8 Limbs of Yoga – The Complete Guide To Ashtanga Yoga

Do you know the 8 limbs of yoga provide you with a deeper understanding of the sacred art? The very word Yoga means to connect or unite. You might wonder about the connection. You connect with the true self, also known as divine essence or the Atman. Yoga helps you disconnect from the mundane and stress of everyday life by reflecting on what actually matters.

You might think what will it take to attain freedom from unnecessary stress? Well, it is not expensive yoga wear or health club membership but a deeper understanding about the eight limbs of yoga.

According to the Patanjali Yoga Sutra, there is an eight-fold path of yoga to experience mental and physical liberation. The path comprises of adhering to a code of conduct on not just physical but mental and spiritual basis as well.

The 8 Limbs of Yoga

Yoga takes into consideration not just the practice of various asanas but also mental and spiritual growth. Asanas help you establish a connection between the body and mind with the right breathing techniques. However, it is essential to first understand the 8 limbs of yoga before even starting out any yogic practice.

◆ REQUIREMENTS ◆
(A) What does the yoga guide say the word Yoga means?
(B) According to the yoga guide, how does yoga help you get away from everyday stress? Answer in one to three sentences.
(C) Write the next part of the guide to the 8 limbs of yoga, picking up after its last sentence.

◆ MATERIAL ◆

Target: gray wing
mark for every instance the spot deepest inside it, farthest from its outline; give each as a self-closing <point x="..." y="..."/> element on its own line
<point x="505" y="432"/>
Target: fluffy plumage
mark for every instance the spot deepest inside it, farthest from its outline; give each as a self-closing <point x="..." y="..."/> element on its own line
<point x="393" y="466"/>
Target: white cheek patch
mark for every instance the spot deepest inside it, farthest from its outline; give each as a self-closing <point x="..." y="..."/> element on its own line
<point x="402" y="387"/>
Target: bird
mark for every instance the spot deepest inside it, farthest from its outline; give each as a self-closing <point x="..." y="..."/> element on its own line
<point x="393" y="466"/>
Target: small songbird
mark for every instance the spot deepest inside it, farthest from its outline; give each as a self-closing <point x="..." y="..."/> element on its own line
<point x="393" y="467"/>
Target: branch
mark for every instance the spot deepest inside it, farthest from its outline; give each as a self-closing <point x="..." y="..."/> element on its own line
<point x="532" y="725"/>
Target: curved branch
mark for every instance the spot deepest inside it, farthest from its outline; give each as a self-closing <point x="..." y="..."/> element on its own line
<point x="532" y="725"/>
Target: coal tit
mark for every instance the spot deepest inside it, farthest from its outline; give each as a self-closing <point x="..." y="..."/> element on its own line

◆ ANSWERS TO THE TASKS ◆
(A) It means to connect or unite.

(B) Yoga helps you disconnect from the mundane and stress of everyday life by having you reflect on what actually matters. Through it you connect with your true self, also called the divine essence or the Atman.

(C)
Before moving further and explaining what each of these eight limbs of yoga comprise of, you should know that yoga is much more than just physical practice of specific asanas. You should also work on the mental and subtle body to reap all the benefits.

With that said, it is time to understand the eight limbs of yoga.

1. Yama (Moral Discipline, Restraint and Vows)

Yama is the first of the 8 limbs of yoga. It includes vows, discipline, and practice with regards to the world around us and our interaction with it. Practicing yoga in daily life offers many benefits for maintaining a good physical health. However, its no use if the mind is not ready to cooperate.

Yama has five different sub-categories that you need to pay attention to live the life of a true yogi.

Ahimsa (Non-Violence)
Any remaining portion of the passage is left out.